--- start of Data extract ---

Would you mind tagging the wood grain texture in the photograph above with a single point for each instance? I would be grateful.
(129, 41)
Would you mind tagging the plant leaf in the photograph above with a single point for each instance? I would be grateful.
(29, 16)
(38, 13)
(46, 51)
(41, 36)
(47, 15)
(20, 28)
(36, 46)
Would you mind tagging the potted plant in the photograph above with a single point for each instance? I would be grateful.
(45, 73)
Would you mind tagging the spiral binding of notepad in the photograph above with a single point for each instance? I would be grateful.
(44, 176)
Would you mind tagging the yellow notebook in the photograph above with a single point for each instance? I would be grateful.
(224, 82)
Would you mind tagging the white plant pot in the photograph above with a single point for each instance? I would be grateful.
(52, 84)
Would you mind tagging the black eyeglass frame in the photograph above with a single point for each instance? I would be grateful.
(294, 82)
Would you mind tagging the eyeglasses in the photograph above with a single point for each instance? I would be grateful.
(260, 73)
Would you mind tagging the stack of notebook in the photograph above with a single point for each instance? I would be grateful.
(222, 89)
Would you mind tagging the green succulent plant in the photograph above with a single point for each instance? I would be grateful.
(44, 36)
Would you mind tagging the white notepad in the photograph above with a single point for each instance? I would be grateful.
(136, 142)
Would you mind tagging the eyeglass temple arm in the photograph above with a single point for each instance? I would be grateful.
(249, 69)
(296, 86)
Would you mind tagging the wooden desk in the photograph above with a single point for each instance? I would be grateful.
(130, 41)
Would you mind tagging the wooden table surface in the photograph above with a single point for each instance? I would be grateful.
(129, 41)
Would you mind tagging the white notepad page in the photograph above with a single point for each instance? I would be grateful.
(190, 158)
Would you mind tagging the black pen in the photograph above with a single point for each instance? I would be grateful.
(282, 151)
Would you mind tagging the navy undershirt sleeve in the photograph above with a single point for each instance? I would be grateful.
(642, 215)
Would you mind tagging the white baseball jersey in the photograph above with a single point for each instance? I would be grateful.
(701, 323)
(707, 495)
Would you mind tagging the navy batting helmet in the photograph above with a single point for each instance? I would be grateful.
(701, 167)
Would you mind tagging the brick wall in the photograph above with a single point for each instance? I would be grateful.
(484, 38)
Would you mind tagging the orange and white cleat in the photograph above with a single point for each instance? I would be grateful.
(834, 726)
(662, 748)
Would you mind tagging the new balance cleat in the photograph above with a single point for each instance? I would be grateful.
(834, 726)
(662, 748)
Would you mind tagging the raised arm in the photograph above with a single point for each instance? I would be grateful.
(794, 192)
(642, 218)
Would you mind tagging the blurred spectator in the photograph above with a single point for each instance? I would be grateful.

--- end of Data extract ---

__Problem description__:
Copy out all of the material above word for word, from the first line to the last.

__Exercise answer__:
Would you mind tagging the wood grain texture in the photograph above with a single point for each instance? I would be grateful.
(129, 41)
Would you mind tagging the plant leaf in the photograph above with a single point for each instance? I would be grateful.
(29, 16)
(38, 13)
(46, 51)
(41, 36)
(47, 15)
(20, 28)
(36, 46)
Would you mind tagging the potted plant in the photograph above with a single point for each instance? I would be grateful.
(45, 73)
Would you mind tagging the spiral binding of notepad in the photograph above with a single point for each instance? I would be grateful.
(44, 176)
Would you mind tagging the yellow notebook in the photograph above with a single point for each instance? I would be grateful.
(224, 82)
Would you mind tagging the white plant pot in the photograph above with a single point for each instance? I would be grateful.
(52, 84)
Would you mind tagging the black eyeglass frame in the photograph above with a single point for each instance? I would be grateful.
(294, 82)
Would you mind tagging the eyeglasses in the photograph above with a single point for each instance? I would be grateful.
(260, 73)
Would you mind tagging the stack of notebook in the photograph above with a single point for each instance? I would be grateful.
(222, 89)
Would you mind tagging the green succulent plant in the photograph above with a single point for each instance? I would be grateful.
(44, 36)
Would you mind tagging the white notepad in the photograph above with a single point for each instance? I would be grateful.
(136, 142)
Would you mind tagging the eyeglass temple arm in the photograph above with a single point for each instance? I would be grateful.
(249, 69)
(296, 86)
Would you mind tagging the wooden desk in the photograph above with a single point for each instance? I would be grateful.
(130, 41)
Would you mind tagging the wooden table surface in the photograph above with a single point for each instance? I would be grateful.
(129, 41)
Would you mind tagging the white notepad page in the photograph above with a single point for each instance? I would be grateful.
(190, 158)
Would you mind tagging the black pen in the photograph above with a single point for each instance? I would be grateful.
(282, 151)
Would you mind tagging the navy undershirt sleeve in the photograph above with a single point for each instance? I would be grateful.
(642, 215)
Would you mind tagging the white baseball jersey in the photograph above with a single point for each instance? I would be grateful.
(701, 323)
(707, 495)
Would you mind tagging the navy batting helmet in the photograph above with a single point for each instance? I would be grateful.
(701, 167)
Would you mind tagging the brick wall in the photograph above with a single point for each instance? I would be grateful.
(484, 38)
Would you mind tagging the orange and white cleat in the photograph above with a single point for each instance? I would be grateful.
(834, 726)
(662, 748)
Would you mind tagging the new balance cleat in the photograph above with a single point for each instance? I would be grateful.
(834, 726)
(662, 748)
Would you mind tagging the raised arm in the photograph above with a single point for each instance? I would be grateful.
(794, 192)
(642, 218)
Would you mind tagging the blurred spectator in the photograph above with a single point for each instance? I would be grateful.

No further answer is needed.